[保存済みの行]
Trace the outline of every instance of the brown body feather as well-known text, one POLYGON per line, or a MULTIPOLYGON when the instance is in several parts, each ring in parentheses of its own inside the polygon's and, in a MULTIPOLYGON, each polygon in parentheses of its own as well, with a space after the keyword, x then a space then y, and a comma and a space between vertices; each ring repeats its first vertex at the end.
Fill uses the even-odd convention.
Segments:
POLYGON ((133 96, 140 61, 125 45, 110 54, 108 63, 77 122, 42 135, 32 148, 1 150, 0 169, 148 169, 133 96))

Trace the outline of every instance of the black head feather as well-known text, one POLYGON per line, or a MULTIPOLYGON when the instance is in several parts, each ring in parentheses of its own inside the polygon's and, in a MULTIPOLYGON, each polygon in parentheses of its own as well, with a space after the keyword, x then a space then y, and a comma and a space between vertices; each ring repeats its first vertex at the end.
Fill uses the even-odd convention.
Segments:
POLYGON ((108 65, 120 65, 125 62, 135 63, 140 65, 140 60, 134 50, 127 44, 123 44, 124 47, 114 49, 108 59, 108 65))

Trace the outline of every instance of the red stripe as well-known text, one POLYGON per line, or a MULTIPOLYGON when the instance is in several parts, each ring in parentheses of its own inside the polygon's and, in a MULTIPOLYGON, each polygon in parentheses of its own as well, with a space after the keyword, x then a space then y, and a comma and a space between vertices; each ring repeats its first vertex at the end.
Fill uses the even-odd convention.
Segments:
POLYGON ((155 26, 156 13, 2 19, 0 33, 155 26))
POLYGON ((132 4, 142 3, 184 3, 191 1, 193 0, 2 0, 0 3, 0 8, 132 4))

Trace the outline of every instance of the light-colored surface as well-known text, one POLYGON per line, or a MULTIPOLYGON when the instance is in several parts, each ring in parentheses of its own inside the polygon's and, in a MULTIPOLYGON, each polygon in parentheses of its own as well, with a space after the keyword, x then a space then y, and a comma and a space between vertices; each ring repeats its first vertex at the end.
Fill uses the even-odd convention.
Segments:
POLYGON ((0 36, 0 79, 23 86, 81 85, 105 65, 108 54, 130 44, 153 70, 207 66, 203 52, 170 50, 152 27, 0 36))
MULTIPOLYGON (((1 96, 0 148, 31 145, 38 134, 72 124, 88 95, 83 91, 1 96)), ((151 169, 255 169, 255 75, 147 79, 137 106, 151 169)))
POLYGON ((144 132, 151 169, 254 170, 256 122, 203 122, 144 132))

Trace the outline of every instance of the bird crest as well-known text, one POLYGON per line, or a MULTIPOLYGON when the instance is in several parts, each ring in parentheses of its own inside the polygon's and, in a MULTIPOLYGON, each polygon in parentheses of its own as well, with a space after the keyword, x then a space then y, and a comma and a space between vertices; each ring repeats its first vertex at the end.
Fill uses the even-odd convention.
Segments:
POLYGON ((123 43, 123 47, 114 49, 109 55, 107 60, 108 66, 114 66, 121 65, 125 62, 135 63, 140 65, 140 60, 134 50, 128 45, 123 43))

[課題] 上の記録の先頭の行から始め、「POLYGON ((108 65, 120」を含む行で終えて、その行も含めた範囲を空行を除いて番号付きリストとして並べること。

[回答]
1. Trace the outline of every instance of the brown body feather as well-known text, one POLYGON per line, or a MULTIPOLYGON when the instance is in several parts, each ring in parentheses of its own inside the polygon's and, in a MULTIPOLYGON, each polygon in parentheses of its own as well, with a space after the keyword, x then a space then y, and a comma and a space between vertices; each ring repeats its first vertex at the end.
2. Fill uses the even-odd convention.
3. Segments:
4. POLYGON ((133 96, 140 61, 125 45, 110 54, 108 63, 77 122, 42 135, 32 148, 1 150, 0 169, 148 169, 133 96))
5. Trace the outline of every instance of the black head feather as well-known text, one POLYGON per line, or a MULTIPOLYGON when the instance is in several parts, each ring in parentheses of its own inside the polygon's and, in a MULTIPOLYGON, each polygon in parentheses of its own as well, with a space after the keyword, x then a space then y, and a comma and a space between vertices; each ring repeats its first vertex at the end.
6. Fill uses the even-odd convention.
7. Segments:
8. POLYGON ((108 65, 120 65, 125 62, 135 63, 140 65, 140 60, 134 50, 127 44, 123 44, 124 47, 114 49, 108 59, 108 65))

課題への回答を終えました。